* begin *
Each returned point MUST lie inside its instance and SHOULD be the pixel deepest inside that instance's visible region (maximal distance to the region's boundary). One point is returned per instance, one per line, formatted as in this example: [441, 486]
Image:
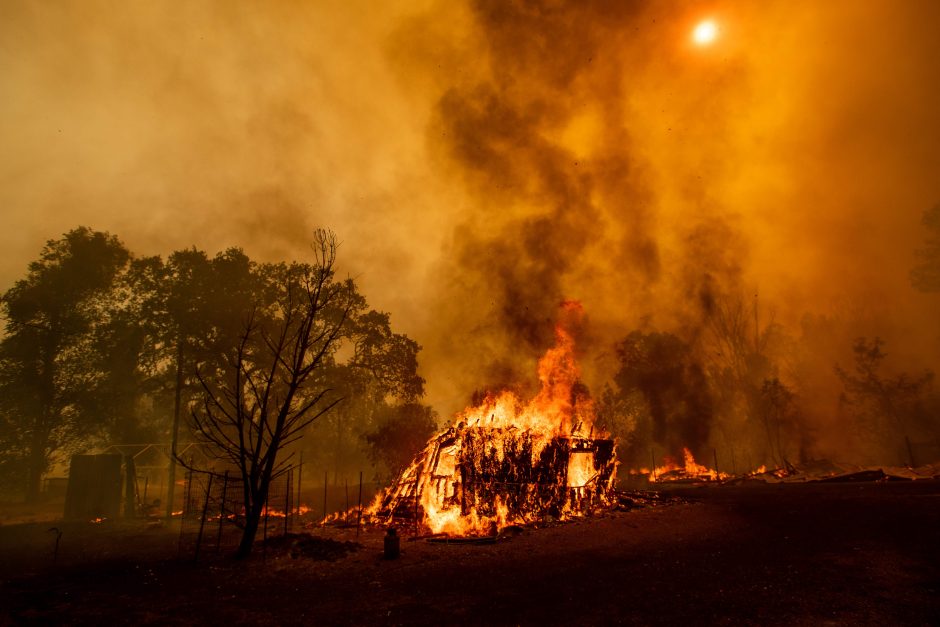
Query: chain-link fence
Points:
[213, 516]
* end *
#### [Exercise aim]
Using the data above, print every line exactly, omitting pictures.

#### [Written response]
Each returned point MUST lie inside its instance and SHOULD be the pixel deepest inside that instance's visible region (maximal distance to the region's boundary). One point is returned per instance, one per line, formatted as in this example: [441, 486]
Image:
Query: chain-link fence
Points:
[213, 516]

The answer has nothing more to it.